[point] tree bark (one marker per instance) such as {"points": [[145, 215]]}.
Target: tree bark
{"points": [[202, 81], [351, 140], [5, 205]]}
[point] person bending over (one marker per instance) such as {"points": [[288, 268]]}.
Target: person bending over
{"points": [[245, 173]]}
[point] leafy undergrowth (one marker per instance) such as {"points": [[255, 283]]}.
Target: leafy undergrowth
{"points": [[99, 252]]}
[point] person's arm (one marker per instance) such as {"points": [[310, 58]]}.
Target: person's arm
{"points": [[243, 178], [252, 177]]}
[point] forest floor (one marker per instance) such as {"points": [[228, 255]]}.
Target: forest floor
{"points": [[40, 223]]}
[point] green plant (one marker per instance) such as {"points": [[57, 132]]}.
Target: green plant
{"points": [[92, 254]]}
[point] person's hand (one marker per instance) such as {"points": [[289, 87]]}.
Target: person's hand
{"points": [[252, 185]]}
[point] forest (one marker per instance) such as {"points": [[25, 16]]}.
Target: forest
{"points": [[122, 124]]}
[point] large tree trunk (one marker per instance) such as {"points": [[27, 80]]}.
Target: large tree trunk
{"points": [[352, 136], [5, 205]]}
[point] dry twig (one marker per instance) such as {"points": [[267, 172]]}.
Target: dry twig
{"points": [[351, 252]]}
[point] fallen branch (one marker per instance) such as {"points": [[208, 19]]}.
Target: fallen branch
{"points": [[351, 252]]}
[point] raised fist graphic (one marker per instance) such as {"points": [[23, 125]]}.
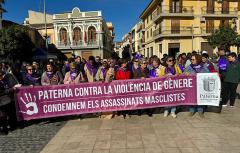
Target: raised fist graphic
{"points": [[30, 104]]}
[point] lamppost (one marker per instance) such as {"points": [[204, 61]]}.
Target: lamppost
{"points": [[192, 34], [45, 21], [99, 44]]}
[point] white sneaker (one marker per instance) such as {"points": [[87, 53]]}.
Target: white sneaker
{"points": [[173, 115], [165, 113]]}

--

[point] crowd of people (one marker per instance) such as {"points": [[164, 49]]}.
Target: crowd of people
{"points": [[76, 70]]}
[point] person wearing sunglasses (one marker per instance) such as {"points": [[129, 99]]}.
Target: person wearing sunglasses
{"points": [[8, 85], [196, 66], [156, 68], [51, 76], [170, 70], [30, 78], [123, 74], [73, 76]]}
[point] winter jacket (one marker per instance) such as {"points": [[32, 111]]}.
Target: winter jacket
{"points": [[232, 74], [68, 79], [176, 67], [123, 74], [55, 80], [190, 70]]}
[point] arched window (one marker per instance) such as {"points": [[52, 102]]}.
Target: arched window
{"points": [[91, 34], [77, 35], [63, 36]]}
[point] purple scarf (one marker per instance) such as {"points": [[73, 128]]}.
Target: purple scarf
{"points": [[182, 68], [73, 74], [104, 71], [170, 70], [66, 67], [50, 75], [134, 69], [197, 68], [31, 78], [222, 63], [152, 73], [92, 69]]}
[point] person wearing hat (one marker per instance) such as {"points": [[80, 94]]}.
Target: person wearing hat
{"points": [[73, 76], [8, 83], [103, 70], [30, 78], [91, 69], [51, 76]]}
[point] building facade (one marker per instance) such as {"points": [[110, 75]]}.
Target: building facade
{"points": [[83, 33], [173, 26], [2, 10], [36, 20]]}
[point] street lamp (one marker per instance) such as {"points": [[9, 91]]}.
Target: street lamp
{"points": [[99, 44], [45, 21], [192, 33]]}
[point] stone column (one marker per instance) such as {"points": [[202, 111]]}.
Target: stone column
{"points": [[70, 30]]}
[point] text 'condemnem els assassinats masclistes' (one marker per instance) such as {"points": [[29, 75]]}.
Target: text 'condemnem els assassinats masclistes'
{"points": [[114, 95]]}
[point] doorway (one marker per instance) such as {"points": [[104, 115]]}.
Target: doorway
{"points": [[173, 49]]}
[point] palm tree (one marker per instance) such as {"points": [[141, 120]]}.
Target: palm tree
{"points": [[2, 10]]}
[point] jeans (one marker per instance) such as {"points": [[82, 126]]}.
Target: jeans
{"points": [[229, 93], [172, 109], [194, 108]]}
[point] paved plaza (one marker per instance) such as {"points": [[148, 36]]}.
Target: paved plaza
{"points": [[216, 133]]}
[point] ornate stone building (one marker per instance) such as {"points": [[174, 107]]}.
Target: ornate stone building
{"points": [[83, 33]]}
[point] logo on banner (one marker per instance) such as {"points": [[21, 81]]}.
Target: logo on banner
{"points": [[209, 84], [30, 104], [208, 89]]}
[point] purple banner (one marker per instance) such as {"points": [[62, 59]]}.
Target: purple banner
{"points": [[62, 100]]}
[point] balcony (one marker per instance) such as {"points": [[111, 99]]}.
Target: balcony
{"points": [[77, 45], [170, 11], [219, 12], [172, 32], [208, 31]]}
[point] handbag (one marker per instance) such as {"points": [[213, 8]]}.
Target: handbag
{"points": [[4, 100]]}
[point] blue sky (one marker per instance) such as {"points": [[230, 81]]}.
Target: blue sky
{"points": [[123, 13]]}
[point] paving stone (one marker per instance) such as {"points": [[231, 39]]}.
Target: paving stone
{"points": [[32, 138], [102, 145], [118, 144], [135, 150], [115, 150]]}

What is needed: Set down, exactly as they appear above, all lines from the one that has "[point] palm tree" down to the one that has "[point] logo on", including those two and no others.

Task output:
[point] palm tree (one marker per instance) such as {"points": [[141, 120]]}.
Target: palm tree
{"points": [[2, 10]]}
[point] jeans (one marker per instance) such as {"points": [[82, 126]]}.
Target: jeans
{"points": [[229, 93], [172, 109], [194, 108]]}
[point] paved plaza (one marker per instance) such as {"points": [[148, 36]]}.
Target: paved plaza
{"points": [[216, 133]]}
[point] ornate stone building (one marker per instance) such as {"points": [[174, 107]]}.
Target: ornate stone building
{"points": [[83, 33]]}
[point] logo on banner (one marker per instance) such as {"points": [[21, 81]]}.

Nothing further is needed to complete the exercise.